━━━━━ WORKING DATA

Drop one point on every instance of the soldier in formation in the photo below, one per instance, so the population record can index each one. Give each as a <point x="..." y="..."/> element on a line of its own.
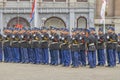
<point x="56" y="46"/>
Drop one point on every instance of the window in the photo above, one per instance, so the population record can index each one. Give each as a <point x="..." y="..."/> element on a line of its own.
<point x="82" y="0"/>
<point x="47" y="0"/>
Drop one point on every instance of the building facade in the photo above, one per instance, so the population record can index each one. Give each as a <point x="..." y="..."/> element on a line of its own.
<point x="59" y="13"/>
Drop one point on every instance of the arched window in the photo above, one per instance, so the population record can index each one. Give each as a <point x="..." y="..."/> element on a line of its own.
<point x="55" y="21"/>
<point x="18" y="20"/>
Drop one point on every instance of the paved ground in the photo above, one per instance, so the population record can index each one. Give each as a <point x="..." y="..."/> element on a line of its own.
<point x="13" y="71"/>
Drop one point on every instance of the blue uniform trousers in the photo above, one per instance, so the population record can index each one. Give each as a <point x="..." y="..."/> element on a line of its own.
<point x="16" y="54"/>
<point x="37" y="55"/>
<point x="1" y="54"/>
<point x="110" y="57"/>
<point x="45" y="55"/>
<point x="118" y="57"/>
<point x="79" y="58"/>
<point x="114" y="54"/>
<point x="66" y="57"/>
<point x="92" y="58"/>
<point x="5" y="54"/>
<point x="31" y="55"/>
<point x="54" y="57"/>
<point x="101" y="57"/>
<point x="83" y="57"/>
<point x="75" y="61"/>
<point x="24" y="55"/>
<point x="60" y="56"/>
<point x="10" y="54"/>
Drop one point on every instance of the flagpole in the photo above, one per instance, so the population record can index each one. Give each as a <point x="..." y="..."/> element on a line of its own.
<point x="36" y="15"/>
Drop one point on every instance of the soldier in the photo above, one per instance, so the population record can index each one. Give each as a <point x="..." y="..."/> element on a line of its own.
<point x="65" y="48"/>
<point x="36" y="45"/>
<point x="92" y="48"/>
<point x="44" y="45"/>
<point x="24" y="45"/>
<point x="82" y="47"/>
<point x="15" y="46"/>
<point x="1" y="54"/>
<point x="54" y="46"/>
<point x="100" y="47"/>
<point x="61" y="57"/>
<point x="118" y="48"/>
<point x="115" y="38"/>
<point x="7" y="45"/>
<point x="110" y="46"/>
<point x="75" y="49"/>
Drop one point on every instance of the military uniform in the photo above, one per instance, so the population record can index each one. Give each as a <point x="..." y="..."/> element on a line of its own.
<point x="75" y="49"/>
<point x="44" y="46"/>
<point x="24" y="44"/>
<point x="115" y="38"/>
<point x="54" y="48"/>
<point x="65" y="48"/>
<point x="92" y="49"/>
<point x="109" y="48"/>
<point x="15" y="47"/>
<point x="7" y="46"/>
<point x="100" y="48"/>
<point x="118" y="48"/>
<point x="1" y="39"/>
<point x="82" y="49"/>
<point x="36" y="48"/>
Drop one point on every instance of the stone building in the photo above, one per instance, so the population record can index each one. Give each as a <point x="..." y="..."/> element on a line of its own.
<point x="59" y="13"/>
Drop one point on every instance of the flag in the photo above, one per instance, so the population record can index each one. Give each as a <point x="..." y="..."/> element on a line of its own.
<point x="33" y="11"/>
<point x="103" y="8"/>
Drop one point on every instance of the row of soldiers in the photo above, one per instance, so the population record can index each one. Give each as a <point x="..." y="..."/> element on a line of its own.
<point x="57" y="46"/>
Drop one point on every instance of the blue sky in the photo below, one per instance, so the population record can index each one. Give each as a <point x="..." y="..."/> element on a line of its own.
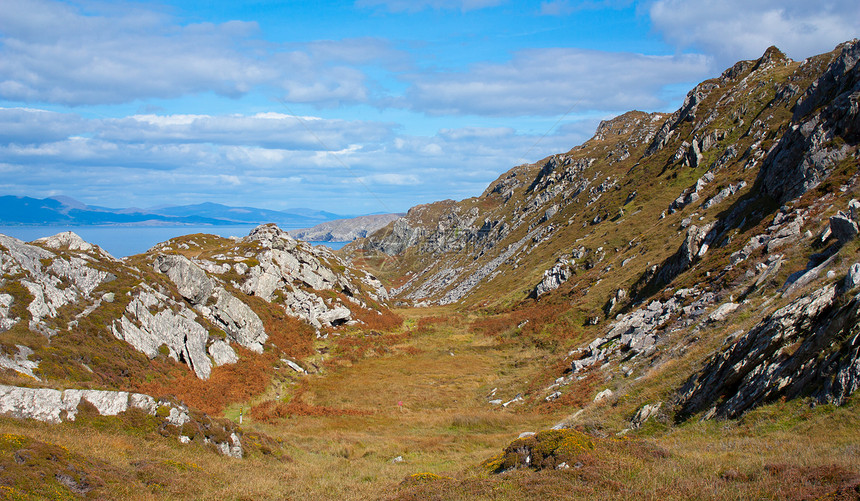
<point x="352" y="106"/>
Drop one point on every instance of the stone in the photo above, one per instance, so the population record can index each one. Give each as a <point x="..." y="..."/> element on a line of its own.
<point x="191" y="280"/>
<point x="645" y="413"/>
<point x="552" y="279"/>
<point x="852" y="279"/>
<point x="20" y="362"/>
<point x="604" y="395"/>
<point x="237" y="319"/>
<point x="722" y="312"/>
<point x="177" y="330"/>
<point x="844" y="228"/>
<point x="805" y="348"/>
<point x="222" y="353"/>
<point x="335" y="316"/>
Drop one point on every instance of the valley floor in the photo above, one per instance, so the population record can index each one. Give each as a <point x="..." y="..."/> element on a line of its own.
<point x="407" y="415"/>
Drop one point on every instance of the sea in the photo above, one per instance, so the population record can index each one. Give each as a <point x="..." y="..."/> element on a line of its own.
<point x="122" y="241"/>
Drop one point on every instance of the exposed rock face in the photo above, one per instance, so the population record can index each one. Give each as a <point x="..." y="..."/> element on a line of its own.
<point x="552" y="279"/>
<point x="54" y="285"/>
<point x="180" y="315"/>
<point x="55" y="406"/>
<point x="828" y="110"/>
<point x="193" y="283"/>
<point x="179" y="332"/>
<point x="345" y="230"/>
<point x="809" y="347"/>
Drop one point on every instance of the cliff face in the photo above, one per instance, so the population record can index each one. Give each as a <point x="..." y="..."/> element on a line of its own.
<point x="188" y="300"/>
<point x="771" y="128"/>
<point x="668" y="230"/>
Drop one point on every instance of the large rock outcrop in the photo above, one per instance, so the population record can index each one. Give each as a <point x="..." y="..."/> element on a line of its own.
<point x="55" y="406"/>
<point x="186" y="299"/>
<point x="824" y="126"/>
<point x="811" y="347"/>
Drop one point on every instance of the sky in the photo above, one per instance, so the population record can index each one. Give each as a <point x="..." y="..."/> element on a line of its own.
<point x="351" y="106"/>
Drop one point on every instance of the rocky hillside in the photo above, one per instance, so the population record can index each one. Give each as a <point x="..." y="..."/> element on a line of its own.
<point x="345" y="230"/>
<point x="71" y="313"/>
<point x="728" y="222"/>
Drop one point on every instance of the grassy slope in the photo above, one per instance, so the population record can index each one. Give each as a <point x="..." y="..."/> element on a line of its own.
<point x="334" y="434"/>
<point x="442" y="372"/>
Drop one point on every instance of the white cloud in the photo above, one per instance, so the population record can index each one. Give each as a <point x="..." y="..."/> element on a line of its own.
<point x="419" y="5"/>
<point x="547" y="82"/>
<point x="150" y="159"/>
<point x="52" y="52"/>
<point x="742" y="29"/>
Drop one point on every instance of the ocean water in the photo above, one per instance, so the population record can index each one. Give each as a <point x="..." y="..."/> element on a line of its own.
<point x="122" y="241"/>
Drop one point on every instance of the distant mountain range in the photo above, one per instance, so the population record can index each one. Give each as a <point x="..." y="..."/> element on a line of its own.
<point x="57" y="211"/>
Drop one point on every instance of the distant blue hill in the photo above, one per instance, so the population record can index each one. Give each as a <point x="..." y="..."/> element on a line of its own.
<point x="65" y="211"/>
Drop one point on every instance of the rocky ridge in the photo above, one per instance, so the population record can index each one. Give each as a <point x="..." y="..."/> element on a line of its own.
<point x="663" y="230"/>
<point x="344" y="230"/>
<point x="183" y="300"/>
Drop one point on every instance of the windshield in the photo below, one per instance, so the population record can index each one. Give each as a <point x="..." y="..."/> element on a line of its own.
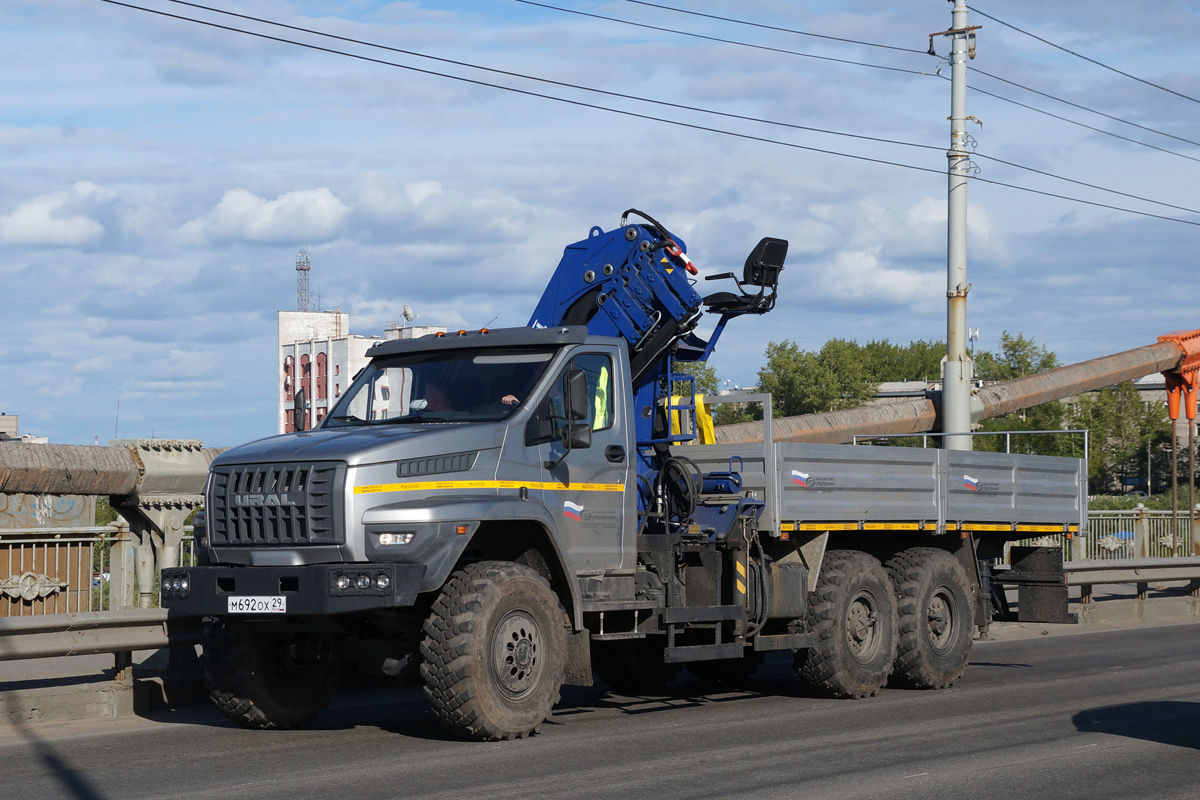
<point x="447" y="386"/>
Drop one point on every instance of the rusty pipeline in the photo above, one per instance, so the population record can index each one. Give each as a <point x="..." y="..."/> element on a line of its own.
<point x="924" y="415"/>
<point x="75" y="469"/>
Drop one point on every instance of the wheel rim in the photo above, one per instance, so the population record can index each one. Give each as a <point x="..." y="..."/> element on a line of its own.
<point x="941" y="620"/>
<point x="516" y="654"/>
<point x="862" y="627"/>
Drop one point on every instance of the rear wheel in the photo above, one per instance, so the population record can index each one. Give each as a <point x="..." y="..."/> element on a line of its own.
<point x="853" y="613"/>
<point x="264" y="679"/>
<point x="936" y="618"/>
<point x="493" y="651"/>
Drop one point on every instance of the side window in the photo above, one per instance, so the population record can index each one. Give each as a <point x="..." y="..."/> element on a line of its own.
<point x="546" y="423"/>
<point x="599" y="372"/>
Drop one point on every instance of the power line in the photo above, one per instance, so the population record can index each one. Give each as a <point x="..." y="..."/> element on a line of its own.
<point x="558" y="83"/>
<point x="1083" y="125"/>
<point x="659" y="102"/>
<point x="1071" y="180"/>
<point x="785" y="30"/>
<point x="876" y="66"/>
<point x="628" y="113"/>
<point x="1080" y="55"/>
<point x="1085" y="108"/>
<point x="1067" y="102"/>
<point x="723" y="41"/>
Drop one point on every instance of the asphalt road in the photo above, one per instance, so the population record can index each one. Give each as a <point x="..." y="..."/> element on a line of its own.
<point x="1103" y="715"/>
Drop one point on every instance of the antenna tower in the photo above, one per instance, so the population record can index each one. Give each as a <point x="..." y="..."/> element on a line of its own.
<point x="304" y="299"/>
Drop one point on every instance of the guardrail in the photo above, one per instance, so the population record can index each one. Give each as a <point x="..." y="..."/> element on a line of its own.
<point x="150" y="629"/>
<point x="1140" y="572"/>
<point x="95" y="632"/>
<point x="49" y="571"/>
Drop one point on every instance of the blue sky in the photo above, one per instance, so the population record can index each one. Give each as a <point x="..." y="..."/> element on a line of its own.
<point x="156" y="179"/>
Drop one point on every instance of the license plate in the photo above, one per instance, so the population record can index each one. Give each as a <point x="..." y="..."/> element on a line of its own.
<point x="265" y="605"/>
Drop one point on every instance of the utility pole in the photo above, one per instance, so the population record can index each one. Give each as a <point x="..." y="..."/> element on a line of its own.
<point x="958" y="370"/>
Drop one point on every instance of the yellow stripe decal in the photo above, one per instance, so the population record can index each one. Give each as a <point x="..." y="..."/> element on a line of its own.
<point x="828" y="525"/>
<point x="432" y="486"/>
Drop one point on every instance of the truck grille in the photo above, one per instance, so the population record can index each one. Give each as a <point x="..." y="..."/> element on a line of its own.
<point x="276" y="504"/>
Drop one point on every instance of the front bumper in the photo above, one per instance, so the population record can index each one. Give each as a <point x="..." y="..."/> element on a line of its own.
<point x="309" y="590"/>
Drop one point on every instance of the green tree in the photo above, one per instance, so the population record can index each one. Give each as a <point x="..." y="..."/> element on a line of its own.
<point x="921" y="360"/>
<point x="1018" y="356"/>
<point x="1121" y="427"/>
<point x="708" y="384"/>
<point x="804" y="382"/>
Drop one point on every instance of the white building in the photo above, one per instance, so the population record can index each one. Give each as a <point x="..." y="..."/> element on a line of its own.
<point x="318" y="354"/>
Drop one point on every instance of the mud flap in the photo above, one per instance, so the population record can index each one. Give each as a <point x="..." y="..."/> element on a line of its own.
<point x="1041" y="584"/>
<point x="577" y="671"/>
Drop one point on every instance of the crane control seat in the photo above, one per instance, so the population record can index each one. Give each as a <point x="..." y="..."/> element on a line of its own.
<point x="761" y="270"/>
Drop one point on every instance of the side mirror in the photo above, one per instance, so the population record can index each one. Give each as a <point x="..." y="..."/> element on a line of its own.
<point x="576" y="435"/>
<point x="576" y="395"/>
<point x="765" y="263"/>
<point x="300" y="410"/>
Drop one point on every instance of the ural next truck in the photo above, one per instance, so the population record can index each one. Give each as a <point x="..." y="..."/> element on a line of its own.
<point x="510" y="510"/>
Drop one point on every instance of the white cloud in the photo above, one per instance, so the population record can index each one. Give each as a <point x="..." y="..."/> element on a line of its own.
<point x="300" y="216"/>
<point x="57" y="218"/>
<point x="861" y="275"/>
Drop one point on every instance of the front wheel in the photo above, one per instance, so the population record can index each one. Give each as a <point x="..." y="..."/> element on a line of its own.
<point x="493" y="651"/>
<point x="264" y="679"/>
<point x="853" y="613"/>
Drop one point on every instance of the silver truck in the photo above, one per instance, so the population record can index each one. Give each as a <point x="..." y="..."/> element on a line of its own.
<point x="511" y="510"/>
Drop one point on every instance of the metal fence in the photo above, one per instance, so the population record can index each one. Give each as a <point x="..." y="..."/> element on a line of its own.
<point x="1115" y="535"/>
<point x="72" y="570"/>
<point x="66" y="570"/>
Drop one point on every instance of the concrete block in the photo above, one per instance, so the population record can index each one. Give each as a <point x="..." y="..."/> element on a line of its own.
<point x="91" y="701"/>
<point x="1169" y="608"/>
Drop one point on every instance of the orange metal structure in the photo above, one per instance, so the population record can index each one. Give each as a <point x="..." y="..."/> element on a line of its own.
<point x="1182" y="380"/>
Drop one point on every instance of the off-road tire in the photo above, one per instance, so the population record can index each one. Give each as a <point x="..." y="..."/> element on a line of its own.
<point x="258" y="679"/>
<point x="493" y="651"/>
<point x="936" y="618"/>
<point x="731" y="672"/>
<point x="634" y="666"/>
<point x="853" y="613"/>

━━━━━━━━━━

TASK PROMPT -> Make an exact copy of each line, beginning at the one containing "Drop one point on every instance of the metal" and ending with the last line of the data, and of no other line.

RESULT OF THIS TASK ->
Drop one point on every instance of the metal fence in the photo above, one per instance, so the population record can index each one. Give each as a <point x="..." y="..."/> element on a line of its own.
<point x="1115" y="535"/>
<point x="72" y="570"/>
<point x="66" y="570"/>
Drop one point on every instance of the concrete block in the photo above, one per instance, so the population record can index each one. Give each as a <point x="..." y="..."/> element on a line of its own.
<point x="91" y="701"/>
<point x="1169" y="608"/>
Drop one point on every instance of the orange metal structure in the photo above, one per instance, so the population record can index each one. Give each as a <point x="..." y="..."/> element on a line of its own.
<point x="1182" y="380"/>
Drop one point on every instance of the off-road tire in the photo above, one per instance, so the population record can index each one. Give each as a <point x="..." y="..."/> element on a line of its own.
<point x="258" y="679"/>
<point x="493" y="651"/>
<point x="936" y="618"/>
<point x="731" y="672"/>
<point x="634" y="666"/>
<point x="853" y="613"/>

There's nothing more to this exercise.